Brano fornito ::
========================================================================

Fonte: ilcambiamento.it

Michel, da Como al Perù per salvare l’Amazzonia

Michel, a poco più di vent’anni, ha lasciato l’Italia per trasferirsi in Sud America e combattere contro la deforestazione e la monocoltura. Oggi ha 33 anni; in Perù ha fondato una Ong con cui porta avanti il suo progetto e ha dato corpo e voce a ciò in cui crede. E ci racconta la sua storia.4

Michel, classe ‘82, nato a Cantù, una laurea in Ingegneria Ambientale al Politecnico di Milano, da 10 anni vive in Sud America per inseguire un sogno: attuare un modello di sviluppo sostenibile nella regione amazzonica, per permettere alle comunità presenti di coesistere con l’ecosistema forestale senza trasformarlo in una vasta monocoltura agricola. Oggi, dopo aver viaggiato, studiato e lavorato in Costa Rica, Nicaragua e Perù, vive a Madre de Dios, nell’amazzonia peruviana, dove ha fondato una Ong locale – ArBio – con cui porta avanti il suo progetto di preservazione dell’ecosistema forestale.

Michel come è iniziato il tuo viaggio in America Latina?

«Tutto è cominciato con il corso di studi in Ingegnieria Ambientale e dalla possibilità di partecipare a un programma di cooperazione internazionale tra atenei, che mi ha permesso di studiare un semestre Ingegneria Forestale a Santiago del Cile. Avevo 21 anni, non sapevo lo spagnolo, ma ho pensato che non poteva essere così difficile e mi sono tuffato. In Cile ho scoperto la differenza tra l’insegnamento accademico italiano, molto teorico, e quello latinoamericano, dove gli esami si fanno camminando nella foresta con il prof che ti chiede i nomi di flora e fauna che si presentano lungo il cammino. Questo mi ha permesso di trasformare la teoria in pratica, di trasformare lo studio nella mia vita e nel mio lavoro».

Cos’è successo da lì in poi?

========================================================================

Elenco ::
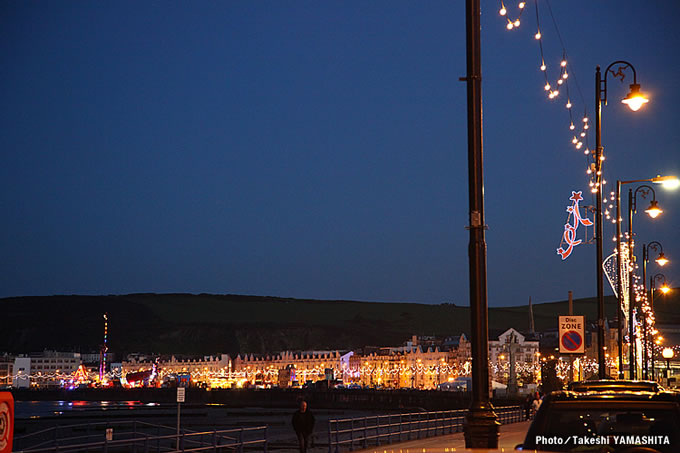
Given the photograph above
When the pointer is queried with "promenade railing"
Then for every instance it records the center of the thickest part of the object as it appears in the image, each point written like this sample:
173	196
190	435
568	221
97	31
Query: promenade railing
364	432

========================================================================

Problema da risolvere ::
Restituisca senza alcuna modifica il tratto del brano su Michel e l'Amazzonia compreso tra "Michel, a poco" e "preservazione dell’ecosistema forestale.", estremi inclusi.

Compito svolto ::
Michel, a poco più di vent’anni, ha lasciato l’Italia per trasferirsi in Sud America e combattere contro la deforestazione e la monocoltura. Oggi ha 33 anni; in Perù ha fondato una Ong con cui porta avanti il suo progetto e ha dato corpo e voce a ciò in cui crede. E ci racconta la sua storia.4

Michel, classe ‘82, nato a Cantù, una laurea in Ingegneria Ambientale al Politecnico di Milano, da 10 anni vive in Sud America per inseguire un sogno: attuare un modello di sviluppo sostenibile nella regione amazzonica, per permettere alle comunità presenti di coesistere con l’ecosistema forestale senza trasformarlo in una vasta monocoltura agricola. Oggi, dopo aver viaggiato, studiato e lavorato in Costa Rica, Nicaragua e Perù, vive a Madre de Dios, nell’amazzonia peruviana, dove ha fondato una Ong locale – ArBio – con cui porta avanti il suo progetto di preservazione dell’ecosistema forestale.